__DATA SUPPLIED__:
-- start --

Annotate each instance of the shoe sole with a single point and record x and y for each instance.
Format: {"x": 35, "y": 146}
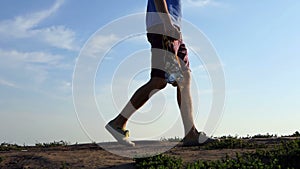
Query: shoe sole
{"x": 119, "y": 137}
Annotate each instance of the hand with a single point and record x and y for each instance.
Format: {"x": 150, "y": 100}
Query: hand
{"x": 171, "y": 31}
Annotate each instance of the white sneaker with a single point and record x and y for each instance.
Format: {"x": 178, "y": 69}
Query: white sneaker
{"x": 121, "y": 135}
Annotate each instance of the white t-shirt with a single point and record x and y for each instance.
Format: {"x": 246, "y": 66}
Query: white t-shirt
{"x": 174, "y": 8}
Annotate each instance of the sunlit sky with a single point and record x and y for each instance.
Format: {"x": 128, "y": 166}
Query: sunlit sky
{"x": 257, "y": 43}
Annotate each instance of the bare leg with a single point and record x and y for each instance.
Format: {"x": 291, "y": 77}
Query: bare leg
{"x": 184, "y": 101}
{"x": 139, "y": 98}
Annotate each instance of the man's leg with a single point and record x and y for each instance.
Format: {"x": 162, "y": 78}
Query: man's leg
{"x": 139, "y": 98}
{"x": 184, "y": 101}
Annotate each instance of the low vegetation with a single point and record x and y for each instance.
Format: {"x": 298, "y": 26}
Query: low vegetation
{"x": 285, "y": 154}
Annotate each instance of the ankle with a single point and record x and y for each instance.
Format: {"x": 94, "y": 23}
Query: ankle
{"x": 118, "y": 122}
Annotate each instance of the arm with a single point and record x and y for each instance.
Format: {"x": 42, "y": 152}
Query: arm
{"x": 162, "y": 9}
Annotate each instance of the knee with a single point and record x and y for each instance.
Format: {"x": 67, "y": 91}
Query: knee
{"x": 158, "y": 83}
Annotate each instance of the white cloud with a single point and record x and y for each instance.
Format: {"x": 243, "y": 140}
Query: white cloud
{"x": 16, "y": 57}
{"x": 99, "y": 44}
{"x": 200, "y": 3}
{"x": 7, "y": 83}
{"x": 26, "y": 27}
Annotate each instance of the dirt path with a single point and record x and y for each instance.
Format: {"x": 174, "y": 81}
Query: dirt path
{"x": 93, "y": 156}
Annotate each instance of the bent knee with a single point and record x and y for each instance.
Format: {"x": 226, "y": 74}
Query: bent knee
{"x": 158, "y": 83}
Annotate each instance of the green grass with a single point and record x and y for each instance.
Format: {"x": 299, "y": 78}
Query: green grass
{"x": 285, "y": 154}
{"x": 8, "y": 147}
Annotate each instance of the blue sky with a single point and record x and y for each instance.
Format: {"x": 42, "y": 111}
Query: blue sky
{"x": 257, "y": 42}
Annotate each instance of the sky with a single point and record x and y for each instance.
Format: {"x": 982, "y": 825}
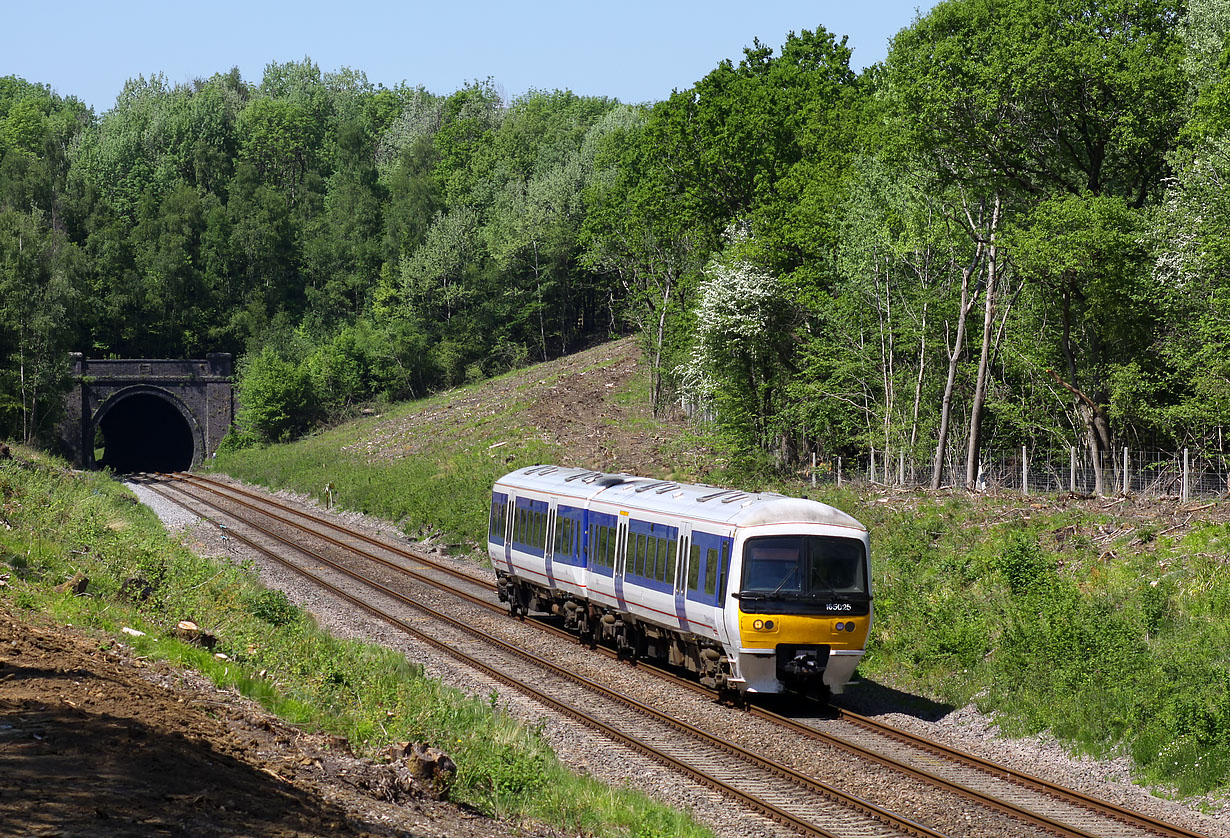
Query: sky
{"x": 635, "y": 51}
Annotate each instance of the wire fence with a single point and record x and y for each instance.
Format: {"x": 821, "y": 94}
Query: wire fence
{"x": 1182, "y": 474}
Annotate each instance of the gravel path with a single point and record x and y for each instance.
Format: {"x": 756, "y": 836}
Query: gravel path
{"x": 964, "y": 729}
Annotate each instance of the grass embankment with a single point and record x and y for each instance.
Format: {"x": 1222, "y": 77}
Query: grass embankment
{"x": 59, "y": 523}
{"x": 1107, "y": 631}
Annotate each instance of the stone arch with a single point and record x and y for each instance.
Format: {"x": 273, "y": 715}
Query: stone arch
{"x": 148, "y": 406}
{"x": 116, "y": 403}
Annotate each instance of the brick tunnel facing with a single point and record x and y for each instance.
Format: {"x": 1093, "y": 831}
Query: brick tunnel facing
{"x": 144, "y": 433}
{"x": 146, "y": 414}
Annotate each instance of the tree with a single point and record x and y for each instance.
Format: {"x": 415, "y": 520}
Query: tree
{"x": 37, "y": 273}
{"x": 1085, "y": 255}
{"x": 1031, "y": 100}
{"x": 742, "y": 335}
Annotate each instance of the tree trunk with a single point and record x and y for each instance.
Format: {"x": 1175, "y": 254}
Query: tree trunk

-- end --

__WHAT YOU HAVE TO DO__: Transcribe word for word the lines from the one holding "Annotate each instance of the stone" to the last line of the listing above, inclusive.

__ANSWER TO THE TASK__:
Annotate each instance of the stone arch with a single point and record x and y for each instance.
Format: {"x": 273, "y": 715}
Query: stone arch
{"x": 148, "y": 406}
{"x": 116, "y": 403}
Annotate each instance of the brick tunnel facing with a single point and record x and y for each instance.
Format: {"x": 1093, "y": 831}
Query: brick tunnel facing
{"x": 144, "y": 433}
{"x": 146, "y": 414}
Annotate each instance of the tree with a single point and record x and y for each instance.
Format: {"x": 415, "y": 520}
Query: tree
{"x": 37, "y": 273}
{"x": 1085, "y": 255}
{"x": 1031, "y": 100}
{"x": 742, "y": 335}
Annotate each instance of the tree trunk with a single point and record x and y for each instance.
Format: {"x": 1175, "y": 254}
Query: tree trunk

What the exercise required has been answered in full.